*ARTICLE*.
A talented young, black leader, Hampton had brokered peace deals between Chicago gangs and was seen as a great uniter of people. He was making his way up in the Black Panther Party before Chicago police broke into the Black Panther headquarters Dec. 4, 1969 and killed Hampton and another Panther, Mark Clark, according to The Nation

The ensuing attempted cover-up is even more shocking. The police claimed they called for three ceasefires, but a grand jury found that the Panthers fired a maximum of one shot, a shotgun blast at the ceiling fired by Clark after he had been shot in the heart. The same jury found police fired between 83 and 90 shots, according to The Nation.

So why did I find out about all of this on Twitter?

I used to have a history teacher who loved to use that Winston Churchill-attributed quote: “Those who fail to learn from history are condemned to repeat it.”

I think that’s the attitude for a lot of history teachers about why they teach, so in a time of high racial tensions, shouldn’t more time be devoted to black history?

One period of history that should be examined is the crack cocaine epidemic in the 1980s and 90s. The government portrayed crack as some sort of super drug that was making its users, who were mostly black, dangerous. 

“Crack was not nearly as instantly addictive or drive people as crazy as a lot of the politicians and the journalists would say,” said Clifford Broman, a Michigan State sociology professor who has studied race and addiction. 

The crack epidemic damaged African American communities across the nation. The drug carried a 100-to-1 sentencing mandate compared to pure cocaine powder, which was more commonly used by white people. 

With this mandate, many black children grew up with parents behind bars and intergenerational wealth in black households was set back even further.

*TASK*. Update the passage of the essay on black history that opens with the words containing "One period of" and closes with "by white people.", putting "professor of sociology" in place of "sociology professor". None of the entries are needed.

*EXTRACTED ENTRIES*.
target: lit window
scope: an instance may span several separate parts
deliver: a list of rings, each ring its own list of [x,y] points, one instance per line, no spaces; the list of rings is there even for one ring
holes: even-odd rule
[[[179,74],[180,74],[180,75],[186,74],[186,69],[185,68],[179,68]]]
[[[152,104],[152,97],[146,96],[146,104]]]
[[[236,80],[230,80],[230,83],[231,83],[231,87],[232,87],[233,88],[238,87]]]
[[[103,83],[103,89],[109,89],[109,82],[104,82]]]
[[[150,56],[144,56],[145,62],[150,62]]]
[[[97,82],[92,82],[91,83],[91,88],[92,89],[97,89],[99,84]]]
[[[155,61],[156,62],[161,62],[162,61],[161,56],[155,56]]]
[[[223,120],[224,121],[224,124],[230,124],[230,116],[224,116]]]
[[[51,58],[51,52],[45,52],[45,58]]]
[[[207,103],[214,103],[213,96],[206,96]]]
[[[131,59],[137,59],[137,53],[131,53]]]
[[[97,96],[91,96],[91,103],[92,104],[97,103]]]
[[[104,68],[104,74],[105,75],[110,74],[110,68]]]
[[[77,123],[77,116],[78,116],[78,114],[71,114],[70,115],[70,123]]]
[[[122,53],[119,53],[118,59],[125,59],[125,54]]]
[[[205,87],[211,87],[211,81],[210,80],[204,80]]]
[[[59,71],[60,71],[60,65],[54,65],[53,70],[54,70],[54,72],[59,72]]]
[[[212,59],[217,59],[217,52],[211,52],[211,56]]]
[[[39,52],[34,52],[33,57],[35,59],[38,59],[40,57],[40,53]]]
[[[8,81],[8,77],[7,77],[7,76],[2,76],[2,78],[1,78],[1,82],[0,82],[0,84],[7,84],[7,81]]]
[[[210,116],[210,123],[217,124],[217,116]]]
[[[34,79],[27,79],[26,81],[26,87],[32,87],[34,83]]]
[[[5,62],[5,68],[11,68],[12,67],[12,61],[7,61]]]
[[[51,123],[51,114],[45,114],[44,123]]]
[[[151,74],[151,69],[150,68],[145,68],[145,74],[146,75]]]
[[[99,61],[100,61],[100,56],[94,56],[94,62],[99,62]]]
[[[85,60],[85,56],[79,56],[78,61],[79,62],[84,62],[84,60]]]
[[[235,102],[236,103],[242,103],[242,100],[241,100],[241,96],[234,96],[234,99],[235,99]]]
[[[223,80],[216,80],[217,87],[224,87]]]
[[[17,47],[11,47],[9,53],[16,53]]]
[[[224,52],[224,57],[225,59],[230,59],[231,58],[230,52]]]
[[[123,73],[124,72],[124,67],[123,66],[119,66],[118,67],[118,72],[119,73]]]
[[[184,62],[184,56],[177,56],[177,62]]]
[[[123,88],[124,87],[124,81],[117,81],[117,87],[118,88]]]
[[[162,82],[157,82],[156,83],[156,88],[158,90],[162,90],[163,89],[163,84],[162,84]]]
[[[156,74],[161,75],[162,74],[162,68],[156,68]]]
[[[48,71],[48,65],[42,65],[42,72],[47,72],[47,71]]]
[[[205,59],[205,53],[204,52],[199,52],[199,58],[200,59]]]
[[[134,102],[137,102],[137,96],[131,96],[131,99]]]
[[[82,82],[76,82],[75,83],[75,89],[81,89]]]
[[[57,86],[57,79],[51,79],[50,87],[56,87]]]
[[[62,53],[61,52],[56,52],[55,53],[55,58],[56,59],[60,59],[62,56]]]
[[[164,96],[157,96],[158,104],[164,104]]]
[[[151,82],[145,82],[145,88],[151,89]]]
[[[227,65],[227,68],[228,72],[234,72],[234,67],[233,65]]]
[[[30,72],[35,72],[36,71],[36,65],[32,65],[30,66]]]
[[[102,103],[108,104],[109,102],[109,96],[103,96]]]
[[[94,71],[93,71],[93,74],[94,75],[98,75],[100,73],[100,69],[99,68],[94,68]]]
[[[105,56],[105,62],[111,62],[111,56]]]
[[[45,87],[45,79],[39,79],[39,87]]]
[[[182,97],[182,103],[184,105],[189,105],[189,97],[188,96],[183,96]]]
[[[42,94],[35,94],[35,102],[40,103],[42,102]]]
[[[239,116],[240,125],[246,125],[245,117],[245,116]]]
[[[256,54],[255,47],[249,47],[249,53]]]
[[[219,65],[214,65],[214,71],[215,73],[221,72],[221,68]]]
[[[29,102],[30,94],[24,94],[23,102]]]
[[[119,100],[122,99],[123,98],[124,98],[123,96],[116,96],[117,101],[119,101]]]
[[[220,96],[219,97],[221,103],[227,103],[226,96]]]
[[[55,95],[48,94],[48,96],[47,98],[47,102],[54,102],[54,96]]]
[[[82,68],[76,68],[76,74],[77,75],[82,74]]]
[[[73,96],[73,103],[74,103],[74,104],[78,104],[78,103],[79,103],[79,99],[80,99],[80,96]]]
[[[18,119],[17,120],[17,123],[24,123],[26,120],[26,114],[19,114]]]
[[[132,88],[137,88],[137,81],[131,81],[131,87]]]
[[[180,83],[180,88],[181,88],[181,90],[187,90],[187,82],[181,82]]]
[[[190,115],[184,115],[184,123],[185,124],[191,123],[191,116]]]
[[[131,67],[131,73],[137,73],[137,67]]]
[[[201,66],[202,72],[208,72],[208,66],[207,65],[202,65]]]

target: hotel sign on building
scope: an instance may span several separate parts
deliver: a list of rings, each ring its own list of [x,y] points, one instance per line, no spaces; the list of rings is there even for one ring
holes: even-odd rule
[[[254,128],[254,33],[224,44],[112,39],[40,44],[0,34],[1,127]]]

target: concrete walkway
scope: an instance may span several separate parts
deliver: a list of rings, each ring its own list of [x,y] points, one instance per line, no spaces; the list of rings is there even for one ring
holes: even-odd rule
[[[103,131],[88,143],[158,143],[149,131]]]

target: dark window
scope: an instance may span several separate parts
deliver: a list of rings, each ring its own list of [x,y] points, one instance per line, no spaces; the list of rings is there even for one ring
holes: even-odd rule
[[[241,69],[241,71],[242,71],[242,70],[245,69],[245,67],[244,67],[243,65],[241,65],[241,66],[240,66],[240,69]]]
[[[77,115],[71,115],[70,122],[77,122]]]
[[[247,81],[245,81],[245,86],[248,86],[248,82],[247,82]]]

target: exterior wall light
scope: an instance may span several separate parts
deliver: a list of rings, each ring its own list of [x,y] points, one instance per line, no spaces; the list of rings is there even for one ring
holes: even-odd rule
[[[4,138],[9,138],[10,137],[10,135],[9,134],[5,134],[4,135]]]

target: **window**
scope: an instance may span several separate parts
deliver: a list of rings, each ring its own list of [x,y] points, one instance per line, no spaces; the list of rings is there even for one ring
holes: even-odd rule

*ANSWER TO THE TASK*.
One period of history that should be examined is the crack cocaine epidemic in the 1980s and 90s. The government portrayed crack as some sort of super drug that was making its users, who were mostly black, dangerous. 

“Crack was not nearly as instantly addictive or drive people as crazy as a lot of the politicians and the journalists would say,” said Clifford Broman, a Michigan State professor of sociology who has studied race and addiction. 

The crack epidemic damaged African American communities across the nation. The drug carried a 100-to-1 sentencing mandate compared to pure cocaine powder, which was more commonly used by white people.